* [Short problem] Copy out the listing below without changing a character, but leave out the picture.

* [Information provided]
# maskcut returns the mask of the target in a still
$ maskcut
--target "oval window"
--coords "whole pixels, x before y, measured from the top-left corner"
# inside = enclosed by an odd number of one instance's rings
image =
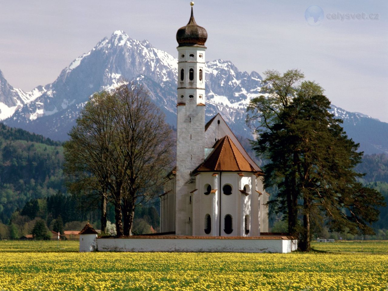
[[[204,192],[204,194],[205,195],[208,195],[210,194],[210,192],[211,191],[211,186],[210,186],[209,184],[206,184],[205,185],[205,187],[204,187],[205,192]]]
[[[205,215],[205,233],[209,234],[211,231],[211,218],[210,215],[206,214]]]
[[[222,192],[225,195],[230,195],[232,194],[232,186],[229,184],[224,185],[222,187]]]
[[[232,220],[232,215],[230,214],[227,214],[225,215],[225,218],[224,218],[223,231],[227,234],[230,234],[233,231]]]
[[[185,70],[182,69],[180,70],[180,80],[183,81],[185,78]]]
[[[245,223],[244,224],[245,225],[245,234],[248,234],[249,233],[249,215],[248,215],[248,214],[245,215]]]
[[[189,78],[190,81],[194,80],[194,69],[191,68],[189,71]]]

* [Task output]
# maskcut returns the mask of the target in a still
$ maskcut
--target "oval window"
--coords "whole pixels, x before y, measured from the top-left corner"
# inside = enclosed by an odd number of one instance's rings
image =
[[[204,192],[204,194],[205,195],[208,195],[210,194],[210,192],[211,191],[211,186],[210,186],[209,184],[206,184],[205,185],[205,187],[204,187],[205,192]]]
[[[205,215],[205,233],[209,234],[211,231],[211,218],[210,215],[206,214]]]
[[[222,192],[225,195],[230,195],[232,194],[232,186],[229,184],[224,185],[222,187]]]
[[[232,220],[232,215],[230,214],[227,214],[225,215],[225,218],[224,218],[223,231],[227,234],[230,234],[233,231]]]
[[[185,70],[182,69],[180,70],[180,80],[183,81],[185,78]]]
[[[245,223],[244,224],[245,225],[245,234],[248,234],[249,233],[249,215],[248,215],[248,214],[245,215]]]
[[[189,78],[190,81],[194,80],[194,69],[191,68],[189,71]]]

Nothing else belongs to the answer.